_EXERCISE_
Please continue the AI news roundup below, picking up after its final sentence.

_TEXT FOR ANALYSIS_
• • • • • • •
Cloudflare Says AI Made 1,100 Jobs Obsolete, Even as Revenue Hit a Record High

Here it is, in plain English for the first time from a major tech CEO: AI didn’t replace people because the company was struggling — it replaced them while the company was doing better than ever. Cloudflare’s Matthew Prince essentially announced that profitability and headcount are now decoupled, and he’s not apologizing for it. This is the part of the AI story that the breathless productivity hype always skips past: “efficiency gains” is a euphemism, and the 1,100 people who just lost their jobs are living proof of what it actually means.


Musk v. Altman Week 2: OpenAI Fires Back, and Shivon Zilis Reveals That Musk Tried to Poach Sam Altman

The Musk v. Altman trial just keeps getting better — or worse, depending on your tolerance for Silicon Valley drama served under oath. Week two brought the revelation that Musk apparently tried to recruit Sam Altman away from OpenAI while simultaneously claiming Altman had betrayed him, which is a level of audacity that even I have to respect. At this point the trial is doing more to illuminate the founding mythology of modern AI than any journalism has managed, and we’re only in week two.


Microsoft Was Worried OpenAI Would Run Off to Amazon and ‘Shit-Talk’ Azure

The same trial is also giving us a window into Microsoft’s early insecurities about its OpenAI investment, which apparently included executives worrying that Sam Altman would defect to AWS and spend his time publicly dunking on Azure. Satya Nadella spent billions to ensure that didn’t happen, and to his credit, it didn’t — though given what we now know about OpenAI’s ongoing infrastructure ambitions, the anxiety was not entirely unfounded. Nothing like $13 billion to buy a little brand loyalty.
• • • • • • •
_INFORMATION SHOWN_
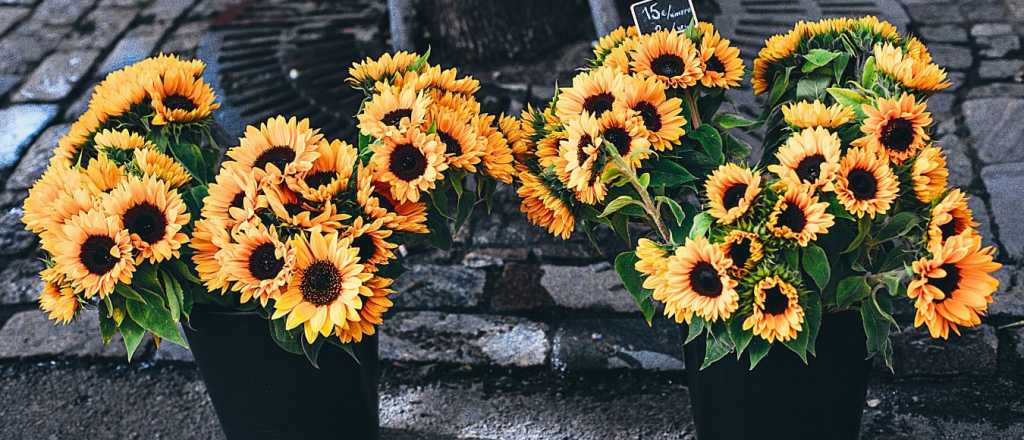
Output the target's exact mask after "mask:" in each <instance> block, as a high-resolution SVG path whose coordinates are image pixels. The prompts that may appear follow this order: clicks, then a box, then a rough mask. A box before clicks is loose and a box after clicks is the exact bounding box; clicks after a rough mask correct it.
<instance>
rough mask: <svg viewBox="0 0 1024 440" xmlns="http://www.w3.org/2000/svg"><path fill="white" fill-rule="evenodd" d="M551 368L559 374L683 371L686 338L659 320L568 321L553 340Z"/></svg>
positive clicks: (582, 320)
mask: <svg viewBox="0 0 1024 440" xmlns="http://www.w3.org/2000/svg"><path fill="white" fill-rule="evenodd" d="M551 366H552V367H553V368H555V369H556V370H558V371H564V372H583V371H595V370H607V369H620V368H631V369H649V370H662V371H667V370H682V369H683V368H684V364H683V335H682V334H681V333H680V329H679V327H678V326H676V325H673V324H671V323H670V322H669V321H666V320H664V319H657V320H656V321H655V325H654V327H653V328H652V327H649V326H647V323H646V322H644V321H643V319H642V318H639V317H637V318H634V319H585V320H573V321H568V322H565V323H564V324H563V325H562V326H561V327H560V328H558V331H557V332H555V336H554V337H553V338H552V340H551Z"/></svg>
• • • • • • •
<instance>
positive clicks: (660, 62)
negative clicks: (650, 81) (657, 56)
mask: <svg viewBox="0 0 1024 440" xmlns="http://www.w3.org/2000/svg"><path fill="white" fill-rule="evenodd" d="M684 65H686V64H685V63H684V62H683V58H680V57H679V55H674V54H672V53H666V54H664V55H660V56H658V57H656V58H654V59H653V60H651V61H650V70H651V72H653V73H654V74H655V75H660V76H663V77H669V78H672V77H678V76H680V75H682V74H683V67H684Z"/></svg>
• • • • • • •
_EXERCISE RESPONSE_
‘HELLO BOSS’: Inside the Chinese Realtime Deepfake Software Powering Scams Around the World

404 Media got their hands on “Haotian AI,” a piece of realtime deepfake software that lets scammers swap their face for anyone else’s — live, on WhatsApp, Zoom, and Teams — and it’s exactly as alarming as it sounds. This isn’t theoretical; it’s marketed specifically to fraudsters and apparently doing brisk business. Every time someone in the AI industry dismisses deepfake concerns as overblown, I want to send them this article.


Nick Bostrom Has a Plan for Humanity’s ‘Big Retirement’

The philosopher who literally wrote the book on AI existential risk now thinks we should sprint toward advanced AI and embrace a “solved world” where humans are essentially freed from the burden of work and problem-solving. It’s either the most optimistic pivot imaginable or a very sophisticated cope — I genuinely can’t tell which. Either way, the timing, arriving the same week Cloudflare laid off 1,100 people citing AI efficiency, is chef’s kiss.


The New Wild West of AI Kids’ Toys

Cuddly AI-connected companions for children are proliferating faster than any regulatory framework can keep up with, and some lawmakers are already pushing for bans. The core tension here is real: a conversational AI that a child bonds with, trained on unclear data, with unclear data retention policies, is a genuinely different category of product than a stuffed animal — and the toy industry has historically not been great at policing itself on safety even without adding a large language model to the equation.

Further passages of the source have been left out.